(Exercise directions) Please set down the line that contains "hair in the picture above?" and every line below it through the last, exactly as written, with no other lines.

(Input records)
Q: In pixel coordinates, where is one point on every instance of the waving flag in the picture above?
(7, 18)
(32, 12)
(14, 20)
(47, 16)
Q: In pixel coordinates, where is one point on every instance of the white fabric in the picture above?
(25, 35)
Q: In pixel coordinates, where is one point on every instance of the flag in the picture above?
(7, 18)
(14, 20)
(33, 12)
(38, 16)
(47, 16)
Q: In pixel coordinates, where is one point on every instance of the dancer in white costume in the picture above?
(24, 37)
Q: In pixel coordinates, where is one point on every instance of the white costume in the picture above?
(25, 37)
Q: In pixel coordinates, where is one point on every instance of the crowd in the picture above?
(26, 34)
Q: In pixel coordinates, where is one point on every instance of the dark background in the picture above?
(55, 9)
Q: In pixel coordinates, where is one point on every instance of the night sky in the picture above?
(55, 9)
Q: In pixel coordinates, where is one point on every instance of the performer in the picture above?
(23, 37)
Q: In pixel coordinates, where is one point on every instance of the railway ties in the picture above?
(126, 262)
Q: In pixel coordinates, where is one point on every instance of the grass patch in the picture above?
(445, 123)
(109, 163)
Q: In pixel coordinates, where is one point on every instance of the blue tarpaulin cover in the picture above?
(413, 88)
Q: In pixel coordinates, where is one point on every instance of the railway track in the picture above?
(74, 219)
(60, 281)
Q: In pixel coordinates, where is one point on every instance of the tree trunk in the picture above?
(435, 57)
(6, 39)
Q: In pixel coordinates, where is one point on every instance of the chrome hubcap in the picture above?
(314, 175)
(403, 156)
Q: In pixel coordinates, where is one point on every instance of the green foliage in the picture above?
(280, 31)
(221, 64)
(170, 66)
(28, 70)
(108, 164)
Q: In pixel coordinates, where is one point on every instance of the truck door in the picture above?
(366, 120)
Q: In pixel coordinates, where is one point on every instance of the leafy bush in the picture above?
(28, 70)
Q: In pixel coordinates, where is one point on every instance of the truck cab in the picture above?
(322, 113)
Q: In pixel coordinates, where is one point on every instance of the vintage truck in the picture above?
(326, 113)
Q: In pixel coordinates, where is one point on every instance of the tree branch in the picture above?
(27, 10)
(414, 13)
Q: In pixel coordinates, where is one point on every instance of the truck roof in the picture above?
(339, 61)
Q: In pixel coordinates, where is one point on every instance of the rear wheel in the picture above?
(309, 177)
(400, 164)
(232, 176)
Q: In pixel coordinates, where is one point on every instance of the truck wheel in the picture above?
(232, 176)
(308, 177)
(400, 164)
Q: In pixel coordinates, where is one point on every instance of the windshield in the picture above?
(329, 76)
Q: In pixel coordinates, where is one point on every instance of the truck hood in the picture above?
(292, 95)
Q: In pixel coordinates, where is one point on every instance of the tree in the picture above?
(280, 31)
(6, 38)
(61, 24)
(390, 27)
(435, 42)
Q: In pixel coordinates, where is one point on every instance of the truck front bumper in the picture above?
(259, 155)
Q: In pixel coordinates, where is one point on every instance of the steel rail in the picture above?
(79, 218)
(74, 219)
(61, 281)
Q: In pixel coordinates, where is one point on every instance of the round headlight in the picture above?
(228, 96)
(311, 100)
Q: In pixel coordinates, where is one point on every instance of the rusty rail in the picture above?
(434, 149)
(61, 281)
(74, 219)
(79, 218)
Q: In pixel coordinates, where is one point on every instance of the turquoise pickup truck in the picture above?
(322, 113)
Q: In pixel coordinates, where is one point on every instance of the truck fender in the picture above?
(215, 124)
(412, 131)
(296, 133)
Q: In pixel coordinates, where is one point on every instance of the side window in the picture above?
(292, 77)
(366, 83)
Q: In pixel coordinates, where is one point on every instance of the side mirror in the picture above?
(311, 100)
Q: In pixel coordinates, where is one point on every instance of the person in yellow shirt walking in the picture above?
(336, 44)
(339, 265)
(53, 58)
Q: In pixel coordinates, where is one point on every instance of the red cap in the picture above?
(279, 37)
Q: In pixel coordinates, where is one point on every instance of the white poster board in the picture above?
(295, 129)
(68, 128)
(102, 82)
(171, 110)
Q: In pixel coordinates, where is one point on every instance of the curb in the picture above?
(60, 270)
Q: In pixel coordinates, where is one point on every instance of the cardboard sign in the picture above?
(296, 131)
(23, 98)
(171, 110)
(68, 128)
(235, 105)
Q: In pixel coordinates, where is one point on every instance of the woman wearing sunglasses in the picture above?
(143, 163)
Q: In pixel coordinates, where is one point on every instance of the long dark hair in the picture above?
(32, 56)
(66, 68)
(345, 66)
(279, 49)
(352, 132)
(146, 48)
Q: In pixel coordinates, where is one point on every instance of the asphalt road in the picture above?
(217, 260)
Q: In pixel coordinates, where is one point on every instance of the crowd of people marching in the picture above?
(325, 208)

(Exercise response)
Q: In pixel coordinates, where is one point on every instance of the long dark hair in the picture above?
(32, 56)
(66, 68)
(345, 66)
(279, 49)
(352, 132)
(146, 48)
Q: In pixel coordinates, where is one point on every instance of the asphalt road in the picture above?
(217, 260)
Q: In pixel coordinates, where is one point on every instance of the crowd of people marching in the picture above?
(325, 208)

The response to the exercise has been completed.